* [What is required]
Can you continue the summary below of the study on indocyanine green uptake in prostate cancer cells, starting right after its final bullet point and ignoring the items that follow it?

Purpose of the Study:

  • To investigate the cellular uptake of indocyanine green (ICG), ICG-loaded nanobubbles (ICG-NBs), and ICG-loaded microbubbles (ICG-MBs) in prostate cancer cell lines.
  • To determine if these agents can differentiate cancer cell aggressiveness based on uptake.
  • To identify the cellular internalization pathways for ICG-NBs.

Main Methods:

  • Systematic investigation of cellular uptake across prostate cancer cell lines with varying aggressiveness (PC-3M > PC-3 > DU-145 > LNCaP).
  • Concentration- and time-dependent assays for ICG, ICG-NBs, and ICG-MBs.
  • Validation in breast, colorectal, and pancreatic cancer cells.
  • Mechanistic studies to identify internalization pathways.

Main Results:

  • ICG-NBs showed significantly higher uptake (5-fold) in highly metastatic PC-3M cells compared to less aggressive lines after 1 hour.
  • ICG-MBs had minimal uptake, detectable only after 12 hours in aggressive cell lines.

* [Extracted entries]
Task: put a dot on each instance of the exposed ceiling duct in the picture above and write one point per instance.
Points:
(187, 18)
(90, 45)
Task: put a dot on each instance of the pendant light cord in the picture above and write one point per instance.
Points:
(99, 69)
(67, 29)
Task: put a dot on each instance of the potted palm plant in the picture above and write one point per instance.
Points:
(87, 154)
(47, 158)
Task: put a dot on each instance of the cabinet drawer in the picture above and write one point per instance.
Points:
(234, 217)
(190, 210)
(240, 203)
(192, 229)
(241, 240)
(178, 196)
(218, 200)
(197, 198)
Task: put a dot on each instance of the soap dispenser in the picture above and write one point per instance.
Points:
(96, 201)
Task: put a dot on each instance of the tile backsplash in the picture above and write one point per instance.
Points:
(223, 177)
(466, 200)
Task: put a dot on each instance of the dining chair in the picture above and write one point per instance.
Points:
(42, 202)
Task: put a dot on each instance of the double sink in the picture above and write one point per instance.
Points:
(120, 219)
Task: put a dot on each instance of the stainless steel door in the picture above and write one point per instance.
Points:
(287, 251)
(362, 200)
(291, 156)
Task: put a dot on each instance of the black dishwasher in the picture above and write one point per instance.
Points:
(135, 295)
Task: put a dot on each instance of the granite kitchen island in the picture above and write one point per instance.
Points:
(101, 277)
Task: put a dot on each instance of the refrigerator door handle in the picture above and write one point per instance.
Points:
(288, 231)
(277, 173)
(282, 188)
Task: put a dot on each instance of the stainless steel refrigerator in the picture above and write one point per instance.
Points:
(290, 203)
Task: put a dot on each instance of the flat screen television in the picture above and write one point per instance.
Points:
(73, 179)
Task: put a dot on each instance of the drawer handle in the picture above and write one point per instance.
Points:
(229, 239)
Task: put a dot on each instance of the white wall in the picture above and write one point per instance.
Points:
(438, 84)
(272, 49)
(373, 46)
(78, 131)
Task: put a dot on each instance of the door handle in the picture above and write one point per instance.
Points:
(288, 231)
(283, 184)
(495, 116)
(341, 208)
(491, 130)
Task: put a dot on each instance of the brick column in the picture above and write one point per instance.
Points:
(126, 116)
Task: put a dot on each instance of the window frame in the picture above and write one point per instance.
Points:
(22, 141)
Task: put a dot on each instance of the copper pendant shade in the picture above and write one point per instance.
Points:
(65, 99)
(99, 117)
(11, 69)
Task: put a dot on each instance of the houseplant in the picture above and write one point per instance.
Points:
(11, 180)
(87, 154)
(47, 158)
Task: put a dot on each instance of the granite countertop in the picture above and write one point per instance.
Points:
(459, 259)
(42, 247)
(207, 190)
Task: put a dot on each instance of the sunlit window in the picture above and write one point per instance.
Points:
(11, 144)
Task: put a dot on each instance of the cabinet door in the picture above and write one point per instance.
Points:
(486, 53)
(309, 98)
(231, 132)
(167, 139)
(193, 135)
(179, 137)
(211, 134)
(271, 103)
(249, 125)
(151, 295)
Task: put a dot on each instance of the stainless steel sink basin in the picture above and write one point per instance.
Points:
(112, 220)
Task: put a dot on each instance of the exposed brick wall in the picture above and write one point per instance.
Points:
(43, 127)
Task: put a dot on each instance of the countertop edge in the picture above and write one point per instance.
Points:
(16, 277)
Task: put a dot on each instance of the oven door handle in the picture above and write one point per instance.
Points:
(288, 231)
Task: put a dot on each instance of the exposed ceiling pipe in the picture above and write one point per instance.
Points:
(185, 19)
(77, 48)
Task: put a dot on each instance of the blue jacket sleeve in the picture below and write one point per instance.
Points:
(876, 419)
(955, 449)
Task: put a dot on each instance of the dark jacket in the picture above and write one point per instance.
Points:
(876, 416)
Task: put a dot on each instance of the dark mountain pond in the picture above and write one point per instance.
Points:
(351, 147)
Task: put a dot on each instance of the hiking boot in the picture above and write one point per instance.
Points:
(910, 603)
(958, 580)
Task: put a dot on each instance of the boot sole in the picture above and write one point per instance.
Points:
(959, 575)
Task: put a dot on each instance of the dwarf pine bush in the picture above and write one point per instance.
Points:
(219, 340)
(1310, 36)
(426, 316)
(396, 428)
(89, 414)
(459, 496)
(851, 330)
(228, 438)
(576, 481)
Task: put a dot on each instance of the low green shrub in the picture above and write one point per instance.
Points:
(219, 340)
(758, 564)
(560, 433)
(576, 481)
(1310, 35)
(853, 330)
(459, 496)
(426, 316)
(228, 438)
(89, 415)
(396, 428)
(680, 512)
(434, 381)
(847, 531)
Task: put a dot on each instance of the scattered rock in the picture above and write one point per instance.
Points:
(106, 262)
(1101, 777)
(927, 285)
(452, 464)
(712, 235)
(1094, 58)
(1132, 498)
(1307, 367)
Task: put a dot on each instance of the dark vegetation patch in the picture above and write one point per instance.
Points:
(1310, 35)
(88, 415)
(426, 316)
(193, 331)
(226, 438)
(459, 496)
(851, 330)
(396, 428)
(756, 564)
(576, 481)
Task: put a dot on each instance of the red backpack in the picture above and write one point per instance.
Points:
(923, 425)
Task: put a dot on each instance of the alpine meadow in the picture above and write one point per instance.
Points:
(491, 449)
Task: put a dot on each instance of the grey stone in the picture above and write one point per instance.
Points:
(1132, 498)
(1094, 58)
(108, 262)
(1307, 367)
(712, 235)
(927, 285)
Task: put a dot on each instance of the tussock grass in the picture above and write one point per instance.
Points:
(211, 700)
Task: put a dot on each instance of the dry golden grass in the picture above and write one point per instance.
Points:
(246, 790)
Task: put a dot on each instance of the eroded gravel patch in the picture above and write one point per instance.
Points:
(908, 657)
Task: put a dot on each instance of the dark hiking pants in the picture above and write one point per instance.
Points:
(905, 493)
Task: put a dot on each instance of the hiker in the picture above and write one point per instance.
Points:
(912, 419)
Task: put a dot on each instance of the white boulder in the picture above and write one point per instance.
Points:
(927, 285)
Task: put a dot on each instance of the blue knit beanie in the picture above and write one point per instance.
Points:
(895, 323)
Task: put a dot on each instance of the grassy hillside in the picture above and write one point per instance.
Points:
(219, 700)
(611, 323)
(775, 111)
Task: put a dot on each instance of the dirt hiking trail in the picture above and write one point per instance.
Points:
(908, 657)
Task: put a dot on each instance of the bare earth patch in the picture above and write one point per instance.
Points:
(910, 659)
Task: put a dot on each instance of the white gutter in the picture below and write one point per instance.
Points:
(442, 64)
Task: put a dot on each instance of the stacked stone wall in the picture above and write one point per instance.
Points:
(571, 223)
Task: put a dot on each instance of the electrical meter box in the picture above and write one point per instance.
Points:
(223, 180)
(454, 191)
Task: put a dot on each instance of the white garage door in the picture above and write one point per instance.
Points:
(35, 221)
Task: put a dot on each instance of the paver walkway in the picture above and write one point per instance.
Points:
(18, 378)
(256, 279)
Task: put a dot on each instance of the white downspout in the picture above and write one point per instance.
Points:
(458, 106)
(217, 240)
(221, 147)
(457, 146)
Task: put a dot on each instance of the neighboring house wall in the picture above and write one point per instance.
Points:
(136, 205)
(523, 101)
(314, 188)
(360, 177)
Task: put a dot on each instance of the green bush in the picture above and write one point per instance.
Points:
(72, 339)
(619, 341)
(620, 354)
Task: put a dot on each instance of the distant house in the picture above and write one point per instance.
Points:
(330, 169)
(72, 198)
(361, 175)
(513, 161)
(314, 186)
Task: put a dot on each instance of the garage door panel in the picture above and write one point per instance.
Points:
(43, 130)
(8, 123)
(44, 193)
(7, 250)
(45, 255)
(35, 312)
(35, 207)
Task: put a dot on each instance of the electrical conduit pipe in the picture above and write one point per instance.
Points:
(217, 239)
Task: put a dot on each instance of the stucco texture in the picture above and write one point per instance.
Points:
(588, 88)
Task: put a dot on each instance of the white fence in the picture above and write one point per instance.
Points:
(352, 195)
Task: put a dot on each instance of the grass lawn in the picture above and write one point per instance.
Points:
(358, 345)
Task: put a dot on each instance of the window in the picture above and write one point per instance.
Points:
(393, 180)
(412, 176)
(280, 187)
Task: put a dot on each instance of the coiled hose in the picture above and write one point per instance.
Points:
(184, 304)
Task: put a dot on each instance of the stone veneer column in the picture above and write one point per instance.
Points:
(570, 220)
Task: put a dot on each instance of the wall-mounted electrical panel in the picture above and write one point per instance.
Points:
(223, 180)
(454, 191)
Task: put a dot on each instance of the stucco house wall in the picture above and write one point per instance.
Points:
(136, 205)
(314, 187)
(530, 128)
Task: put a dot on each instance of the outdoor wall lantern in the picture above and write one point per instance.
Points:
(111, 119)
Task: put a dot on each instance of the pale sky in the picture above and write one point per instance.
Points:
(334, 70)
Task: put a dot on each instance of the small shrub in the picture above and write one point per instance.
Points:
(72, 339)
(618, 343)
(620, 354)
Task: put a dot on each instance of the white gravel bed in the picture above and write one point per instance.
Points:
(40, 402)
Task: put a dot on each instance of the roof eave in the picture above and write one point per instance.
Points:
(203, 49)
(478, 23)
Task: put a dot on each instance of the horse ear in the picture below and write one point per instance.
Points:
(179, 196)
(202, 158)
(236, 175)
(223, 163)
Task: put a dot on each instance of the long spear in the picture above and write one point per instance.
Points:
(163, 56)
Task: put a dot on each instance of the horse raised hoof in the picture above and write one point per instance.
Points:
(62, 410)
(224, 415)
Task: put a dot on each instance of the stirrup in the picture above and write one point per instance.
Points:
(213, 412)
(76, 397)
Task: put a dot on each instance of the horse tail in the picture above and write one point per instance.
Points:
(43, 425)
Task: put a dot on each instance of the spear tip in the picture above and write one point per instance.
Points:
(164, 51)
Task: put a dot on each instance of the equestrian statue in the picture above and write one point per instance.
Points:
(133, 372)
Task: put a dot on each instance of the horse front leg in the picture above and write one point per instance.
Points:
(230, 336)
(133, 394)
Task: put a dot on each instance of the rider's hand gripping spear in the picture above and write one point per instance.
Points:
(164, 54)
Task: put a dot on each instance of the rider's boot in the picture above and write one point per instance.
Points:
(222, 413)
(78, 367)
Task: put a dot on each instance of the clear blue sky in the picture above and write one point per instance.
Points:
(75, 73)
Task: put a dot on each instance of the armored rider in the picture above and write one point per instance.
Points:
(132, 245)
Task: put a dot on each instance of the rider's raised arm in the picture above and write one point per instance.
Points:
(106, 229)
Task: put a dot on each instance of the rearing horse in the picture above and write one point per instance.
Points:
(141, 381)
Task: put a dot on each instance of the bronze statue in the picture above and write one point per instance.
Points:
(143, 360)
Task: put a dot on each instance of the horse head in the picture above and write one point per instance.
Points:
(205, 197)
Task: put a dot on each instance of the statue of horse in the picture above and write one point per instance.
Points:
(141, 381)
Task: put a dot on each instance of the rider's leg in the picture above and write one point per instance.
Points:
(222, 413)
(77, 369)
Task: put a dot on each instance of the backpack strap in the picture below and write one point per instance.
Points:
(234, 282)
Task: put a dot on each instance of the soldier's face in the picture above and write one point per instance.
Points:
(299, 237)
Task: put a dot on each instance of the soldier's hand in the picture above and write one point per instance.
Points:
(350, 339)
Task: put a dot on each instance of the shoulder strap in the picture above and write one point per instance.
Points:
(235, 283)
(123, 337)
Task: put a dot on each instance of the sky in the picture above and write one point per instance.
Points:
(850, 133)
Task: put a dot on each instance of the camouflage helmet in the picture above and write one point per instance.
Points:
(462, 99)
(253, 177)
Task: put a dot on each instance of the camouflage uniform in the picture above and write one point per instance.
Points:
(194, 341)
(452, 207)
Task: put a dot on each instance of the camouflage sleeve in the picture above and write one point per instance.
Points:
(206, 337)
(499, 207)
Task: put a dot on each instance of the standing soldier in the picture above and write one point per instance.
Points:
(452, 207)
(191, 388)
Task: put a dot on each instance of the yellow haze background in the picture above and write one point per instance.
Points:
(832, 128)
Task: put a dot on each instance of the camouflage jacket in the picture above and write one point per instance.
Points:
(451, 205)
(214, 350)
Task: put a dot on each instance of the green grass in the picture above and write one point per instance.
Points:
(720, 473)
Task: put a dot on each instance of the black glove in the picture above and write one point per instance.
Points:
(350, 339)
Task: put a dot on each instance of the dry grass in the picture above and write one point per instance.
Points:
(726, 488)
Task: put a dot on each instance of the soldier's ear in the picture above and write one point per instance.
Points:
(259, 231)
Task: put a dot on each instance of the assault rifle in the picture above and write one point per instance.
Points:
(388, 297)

* [Task response]
  • Free ICG showed negligible uptake initially but increased over time in all cell lines.
  • ICG-NB uptake correlated positively with cancer cell metastatic potential across different cancer types.
  • Macropinocytosis was identified as the primary uptake pathway for ICG-NBs.

Conclusions:

  • Unconjugated ICG-NBs can selectively differentiate aggressive from indolent cancer phenotypes.
  • ICG-NBs demonstrate potential as a multimodal contrast agent for cancer theranostics.
  • The differential uptake highlights the utility of ICG-NBs in guiding personalized cancer treatment strategies.